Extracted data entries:

:::::

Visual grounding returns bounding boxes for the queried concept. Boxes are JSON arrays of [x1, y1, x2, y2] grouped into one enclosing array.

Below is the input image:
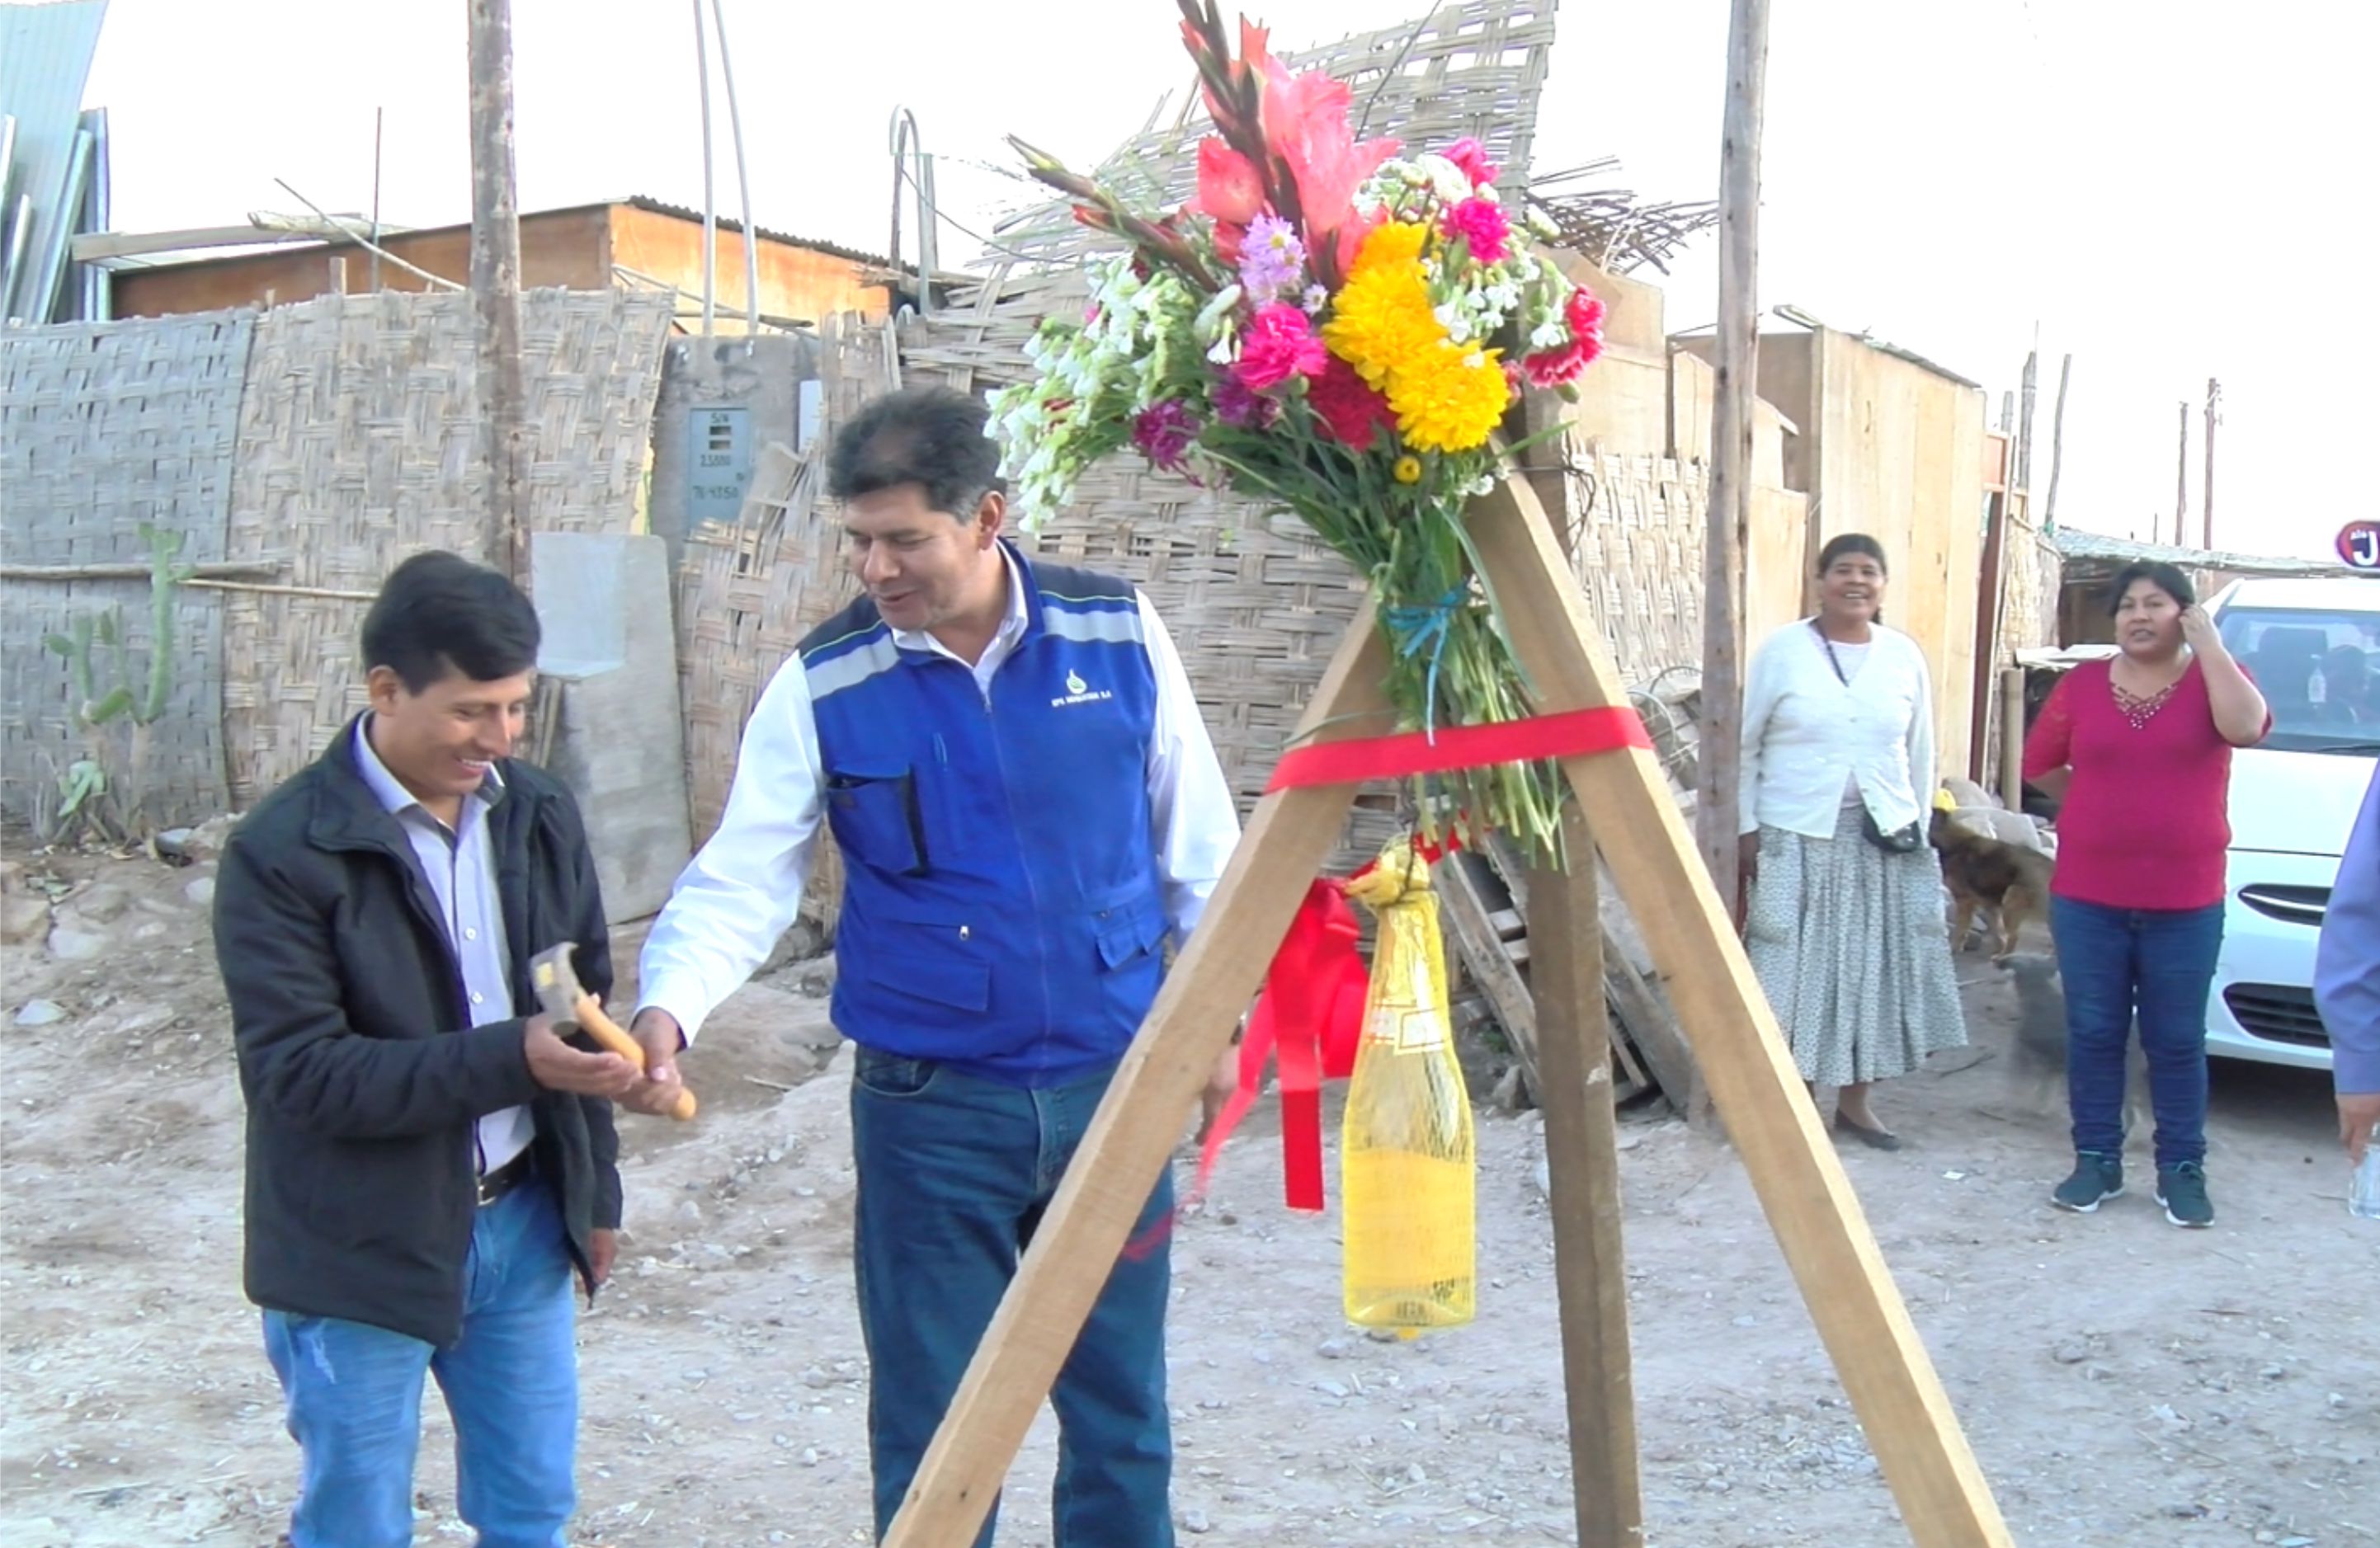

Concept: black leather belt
[[476, 1149, 535, 1207]]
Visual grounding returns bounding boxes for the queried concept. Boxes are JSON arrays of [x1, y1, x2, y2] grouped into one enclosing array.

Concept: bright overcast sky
[[82, 0, 2374, 563]]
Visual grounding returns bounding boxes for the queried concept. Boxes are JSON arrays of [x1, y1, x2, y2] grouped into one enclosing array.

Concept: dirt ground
[[3, 841, 2375, 1548]]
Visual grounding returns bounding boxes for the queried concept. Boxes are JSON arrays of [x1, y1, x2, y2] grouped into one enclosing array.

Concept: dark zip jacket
[[214, 718, 621, 1347]]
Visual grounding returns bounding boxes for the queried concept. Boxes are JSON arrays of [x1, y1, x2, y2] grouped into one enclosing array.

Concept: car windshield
[[2217, 605, 2380, 753]]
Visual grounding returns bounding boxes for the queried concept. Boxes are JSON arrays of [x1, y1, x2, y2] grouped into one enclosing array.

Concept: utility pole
[[1699, 0, 1770, 918], [2016, 345, 2038, 493], [2174, 400, 2189, 549], [2203, 377, 2220, 551], [468, 0, 529, 585], [2043, 354, 2071, 527]]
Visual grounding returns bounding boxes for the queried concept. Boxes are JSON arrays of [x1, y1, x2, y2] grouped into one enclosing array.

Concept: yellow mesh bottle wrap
[[1339, 837, 1477, 1334]]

:::::

> _EXERCISE INSTRUCTIONS_
An exact copy is needed of the closing lines of the entries above, counting from the one that contains "Concept: dark zip jacket" and including it and the last.

> _ANSWER TO THE PROBLEM_
Concept: dark zip jacket
[[214, 718, 621, 1347]]
Visual grounding returns bounding boxes for the queried concept. Boxes are JSON arrays of [x1, y1, x2, y2] grouped into one enclosing array.

Concept: car windshield
[[2217, 605, 2380, 753]]
Visual grounding returns bounding boxes for the queried concept. Boxes are JSON arrays of [x1, y1, x2, y2] grouped into one enclosing array.

Concept: utility pole
[[1699, 0, 1770, 918], [2016, 345, 2038, 493], [2174, 400, 2189, 549], [2203, 377, 2220, 551], [468, 0, 529, 585], [2043, 354, 2071, 527]]
Visual grounding returns bounding boxes for the queried concept. Boxes are JSON arrays of [x1, y1, x2, y2] grouped into one enclosing array.

Concept: yellow mesh bottle wrap
[[1339, 837, 1477, 1334]]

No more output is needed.